Thursday, 12 April 2012
The King's Speech (Movie Review)
Going into the 2010/2011 awards season, I was pretty sure that the two major contenders for the Academy Awards were Christopher Nolan's Inception and David Fincher's The Social Network. There were other potential favorites of course, like The Town and Black Swan. But I think no one really foresaw that the year's finest movie would be coming out mere days before the nominations for the Academy Awards were announced.
Originally intended as a stage play, The King's Speech tells the story of Prince Albert (Colin Firth) who must learn to overcome his speech impediment with the help of a speech therapist named Lionel (Geoffrey Rush), in order to better serve his country in its greatest moment of need. He was never really intended to be king; his older brother, Edward (Guy Pearce) rose to the throne following the death of their father, King George V (Michael Gambon). But following Edward's decision to abdicate the throne, Albert is left with no choice but to embrace his destiny and face his greatest fear: giving public speeches.

__WHAT TO WORK ON__.
1 – According to the review, who plays the speech therapist Lionel in The King's Speech?
2 – Please explain, using the review, why Albert must face public speaking even though he was never really intended to be king.

Extracted data entries:
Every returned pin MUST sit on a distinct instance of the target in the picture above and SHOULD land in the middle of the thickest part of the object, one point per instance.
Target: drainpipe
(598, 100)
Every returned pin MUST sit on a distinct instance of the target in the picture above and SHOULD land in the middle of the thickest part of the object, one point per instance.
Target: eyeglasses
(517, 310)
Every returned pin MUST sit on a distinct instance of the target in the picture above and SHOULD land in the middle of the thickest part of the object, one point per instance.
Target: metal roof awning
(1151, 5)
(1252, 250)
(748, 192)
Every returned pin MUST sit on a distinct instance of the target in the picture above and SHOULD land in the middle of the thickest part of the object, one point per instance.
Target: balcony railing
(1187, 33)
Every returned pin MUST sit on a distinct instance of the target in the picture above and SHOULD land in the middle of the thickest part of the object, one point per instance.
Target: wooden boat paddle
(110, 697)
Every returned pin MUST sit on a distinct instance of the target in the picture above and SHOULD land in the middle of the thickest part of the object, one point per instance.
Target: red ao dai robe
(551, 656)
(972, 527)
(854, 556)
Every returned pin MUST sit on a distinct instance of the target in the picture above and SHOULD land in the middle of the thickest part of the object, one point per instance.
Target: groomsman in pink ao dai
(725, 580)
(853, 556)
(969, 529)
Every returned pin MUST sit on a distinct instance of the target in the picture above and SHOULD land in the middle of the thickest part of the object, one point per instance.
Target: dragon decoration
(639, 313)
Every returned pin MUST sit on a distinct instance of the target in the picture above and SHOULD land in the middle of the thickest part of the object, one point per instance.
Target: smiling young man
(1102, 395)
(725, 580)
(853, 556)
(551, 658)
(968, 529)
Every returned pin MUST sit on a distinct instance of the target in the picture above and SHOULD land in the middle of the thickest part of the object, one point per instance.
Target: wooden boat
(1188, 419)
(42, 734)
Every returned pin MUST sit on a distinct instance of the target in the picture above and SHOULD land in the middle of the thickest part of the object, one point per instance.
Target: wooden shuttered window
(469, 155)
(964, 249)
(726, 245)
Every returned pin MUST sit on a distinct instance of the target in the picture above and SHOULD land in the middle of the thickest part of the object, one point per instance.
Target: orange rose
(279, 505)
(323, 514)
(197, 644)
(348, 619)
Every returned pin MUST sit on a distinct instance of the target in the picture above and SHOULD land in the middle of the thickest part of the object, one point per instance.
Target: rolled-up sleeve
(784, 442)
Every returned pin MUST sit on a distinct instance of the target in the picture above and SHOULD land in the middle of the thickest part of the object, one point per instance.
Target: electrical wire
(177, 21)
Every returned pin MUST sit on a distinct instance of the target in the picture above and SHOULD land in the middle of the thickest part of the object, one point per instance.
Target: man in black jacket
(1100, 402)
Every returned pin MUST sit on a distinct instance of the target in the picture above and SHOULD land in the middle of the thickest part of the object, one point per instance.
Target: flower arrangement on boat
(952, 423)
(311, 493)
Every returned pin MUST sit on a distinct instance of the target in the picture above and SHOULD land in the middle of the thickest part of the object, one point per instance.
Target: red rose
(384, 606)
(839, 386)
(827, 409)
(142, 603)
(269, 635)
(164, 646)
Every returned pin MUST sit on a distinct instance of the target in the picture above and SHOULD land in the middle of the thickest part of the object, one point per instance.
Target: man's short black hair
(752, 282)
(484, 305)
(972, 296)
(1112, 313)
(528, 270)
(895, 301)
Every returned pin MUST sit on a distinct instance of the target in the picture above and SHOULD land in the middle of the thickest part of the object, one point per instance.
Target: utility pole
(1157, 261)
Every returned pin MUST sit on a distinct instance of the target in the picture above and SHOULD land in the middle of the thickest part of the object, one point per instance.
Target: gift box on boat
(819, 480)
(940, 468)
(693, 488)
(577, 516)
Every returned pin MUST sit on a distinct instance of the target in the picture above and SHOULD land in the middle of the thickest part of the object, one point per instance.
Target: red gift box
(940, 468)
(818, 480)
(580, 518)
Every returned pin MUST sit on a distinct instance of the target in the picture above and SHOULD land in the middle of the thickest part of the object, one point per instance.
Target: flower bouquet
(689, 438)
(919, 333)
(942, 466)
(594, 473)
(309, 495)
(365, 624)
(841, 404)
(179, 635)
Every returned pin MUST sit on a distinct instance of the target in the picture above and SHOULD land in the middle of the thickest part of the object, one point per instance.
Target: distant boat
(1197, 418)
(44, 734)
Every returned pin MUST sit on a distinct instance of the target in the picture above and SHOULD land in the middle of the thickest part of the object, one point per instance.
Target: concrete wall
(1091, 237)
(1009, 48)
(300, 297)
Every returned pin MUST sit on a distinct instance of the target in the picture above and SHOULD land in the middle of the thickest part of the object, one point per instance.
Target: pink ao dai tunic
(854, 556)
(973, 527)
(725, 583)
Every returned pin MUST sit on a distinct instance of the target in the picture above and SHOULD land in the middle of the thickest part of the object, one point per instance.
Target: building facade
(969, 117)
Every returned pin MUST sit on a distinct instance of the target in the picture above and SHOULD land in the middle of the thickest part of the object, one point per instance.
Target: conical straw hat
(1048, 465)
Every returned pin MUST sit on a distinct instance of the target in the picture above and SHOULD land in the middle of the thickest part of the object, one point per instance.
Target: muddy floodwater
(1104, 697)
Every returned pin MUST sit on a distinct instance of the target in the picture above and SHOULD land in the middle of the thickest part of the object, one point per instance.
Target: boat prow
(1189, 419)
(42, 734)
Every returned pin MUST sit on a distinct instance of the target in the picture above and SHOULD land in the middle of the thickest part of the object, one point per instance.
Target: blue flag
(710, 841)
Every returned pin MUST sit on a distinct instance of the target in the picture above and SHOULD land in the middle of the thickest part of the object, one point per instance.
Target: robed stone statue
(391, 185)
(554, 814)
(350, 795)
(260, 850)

__RESPONSES TO THE TASKS__.
1 – Geoffrey Rush plays Lionel.

2 – Albert's older brother Edward took the throne after their father, King George V, died. When Edward decided to abdicate, Albert was left with no choice but to embrace his destiny and face his greatest fear of giving public speeches.